**Text passage**
Cell culture

Human prostate cancer cell line C4-2 (ATCC CRL-3314, Manassas, VA) was subcultured in RPMI-1640 medium (Sigma-Aldrich (Merck), Oslo, Norway) supplemented with 10% heat-inactivated fetal bovine serum (FBS; Cytiva, Marlborough, MA), 100 units/mL penicillin and 10 µg/mL streptomycin (Sigma-Aldrich) and maintained at 5% CO2, 37 °C in a humidified incubator. Routine testing for mycoplasma was performed using MycoAlert Mycoplasma Detection kit (Lonza, Basel, Switzerland).

BET inhibitors

The BET inhibitors AZD5153 (Cayman Chemical, Ann Arbor, MI) and JQ1 (MedChemExpress, NJ) were prepared in dimethyl sulfoxide (DMSO; Sigma-Aldrich) at a stock concentration of 25 mM and stored at −20 °C.

**Task item A**
Summarize the methods passage in two sentences.
**Task item B**
List every company or organization that the methods passage names as a source of a material.
**Task item C**
Write the next part of the methods passage, starting after its final sentence.

**Given information**
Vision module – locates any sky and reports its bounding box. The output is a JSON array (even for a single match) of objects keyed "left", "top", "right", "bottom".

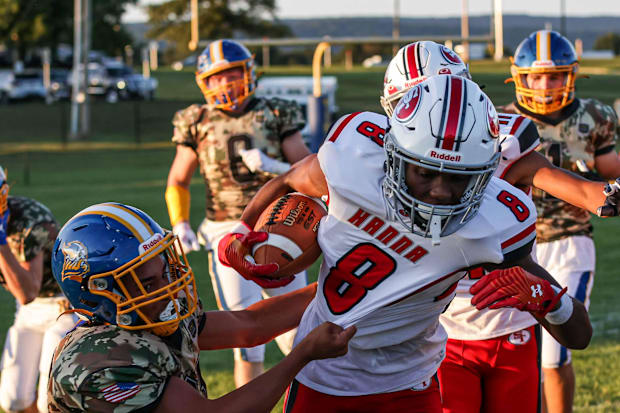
[{"left": 123, "top": 0, "right": 620, "bottom": 22}]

**Expected answer A**
The human prostate cancer cell line C4-2 was grown in RPMI-1640 medium with 10% heat-inactivated fetal bovine serum, penicillin and streptomycin at 5% CO2 and 37 °C, and was routinely tested for mycoplasma with the MycoAlert kit. The BET inhibitors AZD5153 and JQ1 were dissolved in DMSO at a 25 mM stock concentration and stored at −20 °C.

**Expected answer B**
ATCC, Sigma-Aldrich (Merck), Cytiva, Lonza, Cayman Chemical, MedChemExpress

**Expected answer C**
Preparation of [212Pb]Pb-AB001

High purity 212Pb (≥ 99.99%) was generated by 228Th-based gas-diffusion generator and extracted in 0.1 M HCl, as described by Li et al. [26]. Prior to radiolabelling, the 212PbCl2 solution was pH-adjusted to 5–6 using 5 M sodium acetate. The AB001 ligand (previously referred to as NG001, MedKoo Biosciences Inc., Morrisville, NC, USA) was then added to achieve a specific activity of 2 MBq/µg (3.32 MBq/nmol), following the procedure described by Stenberg et al. [27]. The radioactivity of 212Pb in equilibrium with its progenies was measured using Cobra II Autogamma Counter (Packard Instrument Company, Downer Grove, IL) with a counting window 50–120 keV and Capintec CRC-127R radioisotope dose calibrator (Capintec Inc., Ramsey, NJ) with calibration number 667 [28]. Radiochemical purity was assessed using instant thin-layer chromatography (iTLC) with Tec-Control chromatography strips (Biodex Medical Systems, Shirley, NY, USA). Only radioligand preparations demonstrating a purity greater than 95% were used in the experiments.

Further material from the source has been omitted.